_Consignes:_
1: D'après l'extrait consacré aux sœurs Nardal, combien de sœurs compte la famille Nardal au total ?
2: Recopiez fidèlement le passage de l'extrait sur les sœurs Nardal qui va de « Ainsi, j’étais ravie » à « impressions sur celui-ci. ».

_Extrait:_
________________________________________

Les Sœurs Nardal : À l’avant-garde de la cause noire

Il y a deux ans, au détour d’une conversation avec une amie, je me suis rendu compte que je connaissais très peu sur l’histoire du féminisme noir en France. J’ai donc fait des recherches sur le sujet et suis tombée sur le nom des sœurs Nardal. À ma grande surprise, j’ai découvert alors que ces femmes martiniquaises, en particulier Paulette et Jane Nardal (elles sont sept sœurs au total), ont été des pionnières du mouvement de la négritude. Ce mouvement que j’avais toujours associé à des figures masculines comme Aimé Césaire et Léopold Sédar Senghor. Depuis, j’ai lu plusieurs articles sur l’invisibilisation des sœurs Nardal dans l’histoire de la négritude et j’ai regardé le documentaire Les Sœurs Nardal, les oubliées de la négritude qui est passée l’an dernier sur France TV. En parallèle, je constatais que le nom des sœurs Nardal était de plus en plus visible sur les réseaux sociaux. Elles sont le symbole de la double marginalisation que subissent les femmes noires dans une société patriarchale et raciste.

Ainsi, j’étais ravie de voir que le rôle primordial qu’ont joué ces femmes dans le mouvement de la négritude commençait à être enfin reconnu. C’est donc sans hésitation que je me suis procurée le nouvel essai de la journaliste Léa Mormin-Chauvac Les Sœurs Nardal : À l’avant-garde de la cause noire. C’est une lecture qui m’a fait beaucoup réfléchir, à tel point que j’ai décidé de vous partager mes impressions sur celui-ci.

________________________________________

_Données recueillies:_
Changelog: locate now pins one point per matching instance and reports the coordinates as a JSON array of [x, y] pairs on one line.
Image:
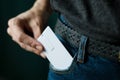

________________________________________

_Réponses dans l'ordre:_
1: Elles sont sept sœurs au total.

2:
Ainsi, j’étais ravie de voir que le rôle primordial qu’ont joué ces femmes dans le mouvement de la négritude commençait à être enfin reconnu. C’est donc sans hésitation que je me suis procurée le nouvel essai de la journaliste Léa Mormin-Chauvac Les Sœurs Nardal : À l’avant-garde de la cause noire. C’est une lecture qui m’a fait beaucoup réfléchir, à tel point que j’ai décidé de vous partager mes impressions sur celui-ci.